▶ _Directions for this task_
Please return each of the entries exactly, minus their pictures.

Image point grounding data
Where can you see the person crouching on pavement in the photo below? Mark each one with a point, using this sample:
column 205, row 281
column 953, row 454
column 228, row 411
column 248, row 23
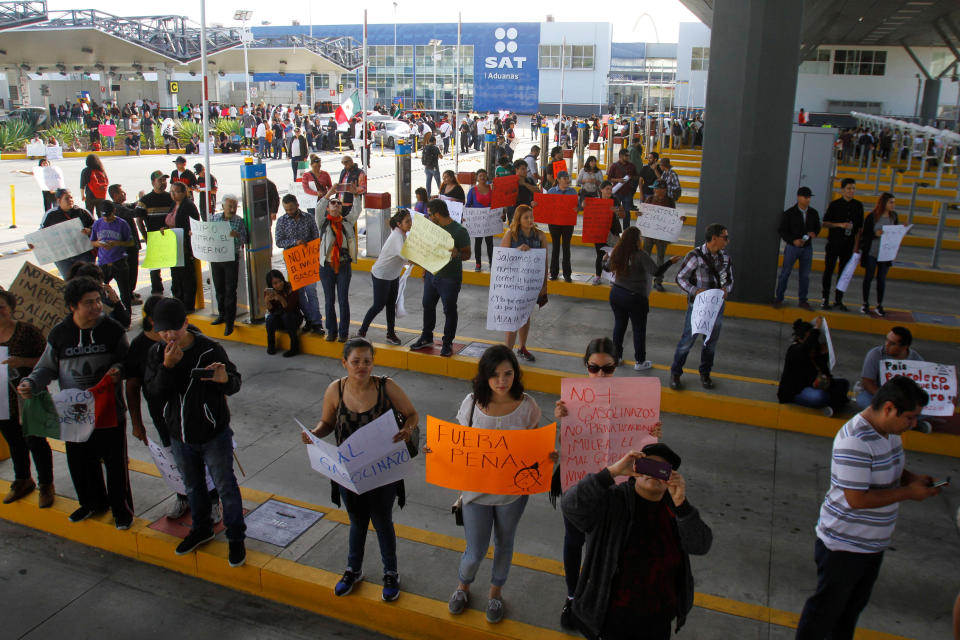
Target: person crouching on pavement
column 639, row 537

▶ _Answer to this task_
Where can you see the person crouching on pavement in the photo below? Mark each one with a point, using this sample:
column 205, row 281
column 953, row 454
column 228, row 411
column 248, row 23
Target: person crouching on pavement
column 639, row 537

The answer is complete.